**AIM**
Beginning at the line with "Mark each instance of the hazy", output each line to the end of the listing below exactly, please.

(Records from a collection)
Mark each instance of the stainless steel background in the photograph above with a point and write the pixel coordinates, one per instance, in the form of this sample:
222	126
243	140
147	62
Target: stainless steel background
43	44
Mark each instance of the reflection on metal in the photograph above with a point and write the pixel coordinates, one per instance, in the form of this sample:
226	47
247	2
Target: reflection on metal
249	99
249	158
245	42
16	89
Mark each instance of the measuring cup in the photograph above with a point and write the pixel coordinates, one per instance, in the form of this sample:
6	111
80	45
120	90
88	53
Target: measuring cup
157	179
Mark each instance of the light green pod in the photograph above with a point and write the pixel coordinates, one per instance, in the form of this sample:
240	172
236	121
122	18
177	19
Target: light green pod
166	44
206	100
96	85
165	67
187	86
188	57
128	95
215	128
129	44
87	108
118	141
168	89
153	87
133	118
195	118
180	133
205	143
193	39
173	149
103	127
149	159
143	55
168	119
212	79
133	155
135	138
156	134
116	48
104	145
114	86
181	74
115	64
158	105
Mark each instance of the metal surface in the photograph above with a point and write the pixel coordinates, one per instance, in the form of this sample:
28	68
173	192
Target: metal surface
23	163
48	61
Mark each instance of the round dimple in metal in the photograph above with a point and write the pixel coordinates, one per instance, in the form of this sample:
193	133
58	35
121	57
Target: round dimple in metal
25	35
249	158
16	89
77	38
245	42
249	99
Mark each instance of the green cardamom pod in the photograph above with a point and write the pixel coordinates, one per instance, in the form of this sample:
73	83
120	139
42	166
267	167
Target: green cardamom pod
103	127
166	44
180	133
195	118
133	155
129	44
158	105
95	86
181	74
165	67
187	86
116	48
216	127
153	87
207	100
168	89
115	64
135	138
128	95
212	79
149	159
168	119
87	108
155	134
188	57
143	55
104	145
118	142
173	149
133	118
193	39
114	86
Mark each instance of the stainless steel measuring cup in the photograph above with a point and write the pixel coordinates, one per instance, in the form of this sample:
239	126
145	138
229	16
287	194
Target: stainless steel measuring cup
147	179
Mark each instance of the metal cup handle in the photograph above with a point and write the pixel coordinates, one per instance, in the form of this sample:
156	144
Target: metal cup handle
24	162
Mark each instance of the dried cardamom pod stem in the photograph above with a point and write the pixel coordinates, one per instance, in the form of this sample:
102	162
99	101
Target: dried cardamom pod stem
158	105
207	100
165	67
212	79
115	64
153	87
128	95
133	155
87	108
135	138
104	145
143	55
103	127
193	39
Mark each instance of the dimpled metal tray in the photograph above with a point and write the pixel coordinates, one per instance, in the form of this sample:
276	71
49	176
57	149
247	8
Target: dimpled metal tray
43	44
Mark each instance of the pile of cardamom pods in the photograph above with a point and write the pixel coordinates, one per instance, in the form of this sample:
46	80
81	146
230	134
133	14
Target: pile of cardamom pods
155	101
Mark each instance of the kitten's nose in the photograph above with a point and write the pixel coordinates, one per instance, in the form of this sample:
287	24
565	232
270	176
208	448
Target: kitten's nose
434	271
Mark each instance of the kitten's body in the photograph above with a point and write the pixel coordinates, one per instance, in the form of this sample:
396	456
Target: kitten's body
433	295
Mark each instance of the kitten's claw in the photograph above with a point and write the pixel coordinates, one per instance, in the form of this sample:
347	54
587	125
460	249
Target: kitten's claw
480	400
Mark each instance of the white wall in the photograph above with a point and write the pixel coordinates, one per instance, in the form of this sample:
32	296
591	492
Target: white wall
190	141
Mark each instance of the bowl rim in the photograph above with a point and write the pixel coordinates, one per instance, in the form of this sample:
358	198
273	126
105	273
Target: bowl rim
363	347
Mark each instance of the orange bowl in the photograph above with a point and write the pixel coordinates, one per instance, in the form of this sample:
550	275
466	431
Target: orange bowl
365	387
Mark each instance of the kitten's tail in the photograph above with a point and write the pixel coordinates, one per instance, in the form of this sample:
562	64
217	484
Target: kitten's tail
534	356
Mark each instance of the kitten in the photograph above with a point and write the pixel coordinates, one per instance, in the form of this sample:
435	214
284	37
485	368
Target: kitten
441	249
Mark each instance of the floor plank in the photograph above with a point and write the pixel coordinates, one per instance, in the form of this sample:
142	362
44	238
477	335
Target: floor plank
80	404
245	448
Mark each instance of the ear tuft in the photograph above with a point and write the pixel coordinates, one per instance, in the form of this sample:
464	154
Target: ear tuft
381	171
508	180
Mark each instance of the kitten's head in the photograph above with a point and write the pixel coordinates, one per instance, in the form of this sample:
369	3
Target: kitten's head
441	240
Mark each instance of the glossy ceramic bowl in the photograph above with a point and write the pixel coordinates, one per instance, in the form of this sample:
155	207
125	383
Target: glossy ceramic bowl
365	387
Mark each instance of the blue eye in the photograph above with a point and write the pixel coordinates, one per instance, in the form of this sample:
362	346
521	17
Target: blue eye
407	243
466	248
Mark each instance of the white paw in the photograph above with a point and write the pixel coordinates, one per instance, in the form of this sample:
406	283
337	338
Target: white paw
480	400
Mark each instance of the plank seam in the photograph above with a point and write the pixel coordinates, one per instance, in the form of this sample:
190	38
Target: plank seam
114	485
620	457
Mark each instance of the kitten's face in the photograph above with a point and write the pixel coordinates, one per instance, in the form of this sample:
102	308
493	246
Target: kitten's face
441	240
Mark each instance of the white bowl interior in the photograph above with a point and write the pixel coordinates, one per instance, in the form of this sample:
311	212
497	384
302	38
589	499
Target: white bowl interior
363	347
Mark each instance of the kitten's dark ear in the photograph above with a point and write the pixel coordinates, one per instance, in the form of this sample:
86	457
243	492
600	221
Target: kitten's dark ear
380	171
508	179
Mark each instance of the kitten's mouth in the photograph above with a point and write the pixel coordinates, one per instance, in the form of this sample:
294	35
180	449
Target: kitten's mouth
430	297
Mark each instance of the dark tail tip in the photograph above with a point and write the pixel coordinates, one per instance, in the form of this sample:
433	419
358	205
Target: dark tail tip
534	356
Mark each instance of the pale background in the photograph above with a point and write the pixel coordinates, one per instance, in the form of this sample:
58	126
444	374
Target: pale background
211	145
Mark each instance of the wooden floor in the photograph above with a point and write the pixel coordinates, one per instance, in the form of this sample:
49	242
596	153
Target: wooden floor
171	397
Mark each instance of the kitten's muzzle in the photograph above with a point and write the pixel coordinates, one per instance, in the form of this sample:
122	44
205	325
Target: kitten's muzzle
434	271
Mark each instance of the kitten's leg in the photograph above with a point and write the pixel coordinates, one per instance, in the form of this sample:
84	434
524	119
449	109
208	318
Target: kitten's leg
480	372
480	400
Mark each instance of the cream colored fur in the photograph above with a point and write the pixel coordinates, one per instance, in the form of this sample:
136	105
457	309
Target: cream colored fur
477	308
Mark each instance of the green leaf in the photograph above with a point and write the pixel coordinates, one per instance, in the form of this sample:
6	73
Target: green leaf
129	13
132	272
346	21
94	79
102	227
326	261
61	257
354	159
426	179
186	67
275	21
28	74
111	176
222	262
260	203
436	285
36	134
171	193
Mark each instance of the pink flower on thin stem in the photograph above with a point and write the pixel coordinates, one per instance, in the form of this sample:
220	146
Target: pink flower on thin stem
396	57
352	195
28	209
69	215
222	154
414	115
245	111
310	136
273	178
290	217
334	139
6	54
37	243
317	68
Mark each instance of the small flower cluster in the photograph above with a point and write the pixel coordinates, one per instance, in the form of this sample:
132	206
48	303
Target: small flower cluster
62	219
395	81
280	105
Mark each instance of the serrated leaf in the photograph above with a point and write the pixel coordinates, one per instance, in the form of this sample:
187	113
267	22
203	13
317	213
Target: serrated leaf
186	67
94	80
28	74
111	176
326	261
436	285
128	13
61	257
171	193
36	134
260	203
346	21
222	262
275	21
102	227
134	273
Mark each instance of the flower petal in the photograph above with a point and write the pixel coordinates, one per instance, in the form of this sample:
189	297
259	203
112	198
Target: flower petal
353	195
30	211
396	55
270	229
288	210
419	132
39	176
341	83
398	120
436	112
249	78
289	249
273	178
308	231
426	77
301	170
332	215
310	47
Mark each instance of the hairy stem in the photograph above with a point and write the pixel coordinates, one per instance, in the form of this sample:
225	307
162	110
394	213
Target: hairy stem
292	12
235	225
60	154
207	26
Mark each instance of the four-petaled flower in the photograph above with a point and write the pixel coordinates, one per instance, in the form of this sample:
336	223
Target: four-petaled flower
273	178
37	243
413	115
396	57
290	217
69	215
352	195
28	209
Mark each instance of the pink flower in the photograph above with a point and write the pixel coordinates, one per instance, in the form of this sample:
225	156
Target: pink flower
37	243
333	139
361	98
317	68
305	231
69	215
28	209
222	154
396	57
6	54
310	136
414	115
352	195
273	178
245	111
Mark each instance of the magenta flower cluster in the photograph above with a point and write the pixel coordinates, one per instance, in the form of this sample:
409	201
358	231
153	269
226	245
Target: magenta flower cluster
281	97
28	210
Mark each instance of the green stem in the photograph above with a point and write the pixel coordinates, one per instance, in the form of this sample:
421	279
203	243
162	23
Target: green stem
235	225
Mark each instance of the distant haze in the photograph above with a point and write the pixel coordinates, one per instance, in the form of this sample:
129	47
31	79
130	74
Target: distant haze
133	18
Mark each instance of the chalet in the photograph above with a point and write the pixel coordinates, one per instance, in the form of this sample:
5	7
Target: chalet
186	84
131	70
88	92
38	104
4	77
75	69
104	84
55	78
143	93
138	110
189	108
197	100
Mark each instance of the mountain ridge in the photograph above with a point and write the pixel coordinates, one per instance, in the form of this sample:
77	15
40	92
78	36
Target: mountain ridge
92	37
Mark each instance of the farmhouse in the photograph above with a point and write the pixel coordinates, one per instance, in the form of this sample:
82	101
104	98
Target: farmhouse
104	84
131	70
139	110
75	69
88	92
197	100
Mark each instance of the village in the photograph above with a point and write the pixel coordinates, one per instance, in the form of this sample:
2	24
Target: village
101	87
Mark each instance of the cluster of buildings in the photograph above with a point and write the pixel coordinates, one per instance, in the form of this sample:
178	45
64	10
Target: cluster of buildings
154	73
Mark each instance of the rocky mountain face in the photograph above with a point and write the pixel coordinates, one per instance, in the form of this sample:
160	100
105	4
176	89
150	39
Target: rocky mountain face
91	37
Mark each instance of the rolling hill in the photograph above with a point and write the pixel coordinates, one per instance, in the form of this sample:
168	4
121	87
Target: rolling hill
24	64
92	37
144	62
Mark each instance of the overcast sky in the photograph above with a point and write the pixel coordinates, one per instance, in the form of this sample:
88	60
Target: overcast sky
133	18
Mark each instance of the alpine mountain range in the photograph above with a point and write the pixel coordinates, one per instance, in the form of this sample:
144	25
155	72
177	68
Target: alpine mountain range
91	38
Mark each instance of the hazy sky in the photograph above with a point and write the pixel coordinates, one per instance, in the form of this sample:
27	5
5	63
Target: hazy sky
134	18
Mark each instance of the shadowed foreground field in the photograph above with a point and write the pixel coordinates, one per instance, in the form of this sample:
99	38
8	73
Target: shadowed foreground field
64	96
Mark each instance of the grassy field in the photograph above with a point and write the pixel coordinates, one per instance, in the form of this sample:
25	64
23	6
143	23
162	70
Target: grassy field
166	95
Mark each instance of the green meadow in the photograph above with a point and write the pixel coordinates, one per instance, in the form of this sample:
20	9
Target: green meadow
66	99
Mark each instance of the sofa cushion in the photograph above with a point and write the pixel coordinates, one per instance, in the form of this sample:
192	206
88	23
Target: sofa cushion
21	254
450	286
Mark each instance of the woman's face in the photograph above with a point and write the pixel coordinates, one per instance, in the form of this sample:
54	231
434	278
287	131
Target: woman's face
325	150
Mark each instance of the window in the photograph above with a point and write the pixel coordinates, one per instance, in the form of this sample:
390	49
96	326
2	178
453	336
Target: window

**COMPLETE OUTPUT**
Mark each instance of the hazy sky in the photograph above with a point and write the pixel coordinates, one per instance, in the form of this sample:
27	5
5	63
Target: hazy sky
134	18
Mark each instance of the shadowed foreground field in the photograph above with a point and write the pixel coordinates, one per instance, in the form of this sample:
99	38
8	73
Target: shadowed foreground field
64	96
Mark each instance of the grassy field in the photograph above with a point and write the pixel coordinates, one per instance, in the form of this sample:
25	64
23	6
143	23
162	70
Target: grassy field
166	95
Mark each instance of the green meadow in the photograph above with a point and write the pixel coordinates, one per instance, in the form of this sample:
20	9
Target: green meadow
66	99
Mark each instance of the sofa cushion in the photograph above with a point and write the pixel coordinates, one per instance, in the form of this sample:
192	206
88	23
Target: sofa cushion
21	254
450	286
Mark each instance of the woman's face in the photograph above with a point and write the pixel coordinates, one per instance, in the form of this sample:
54	231
434	278
287	131
Target: woman's face
325	150
Mark each instance of the window in the photograph above with a point and write the pixel coordinates, one per instance, in the form of this sample:
390	49
96	326
2	178
453	336
Target: window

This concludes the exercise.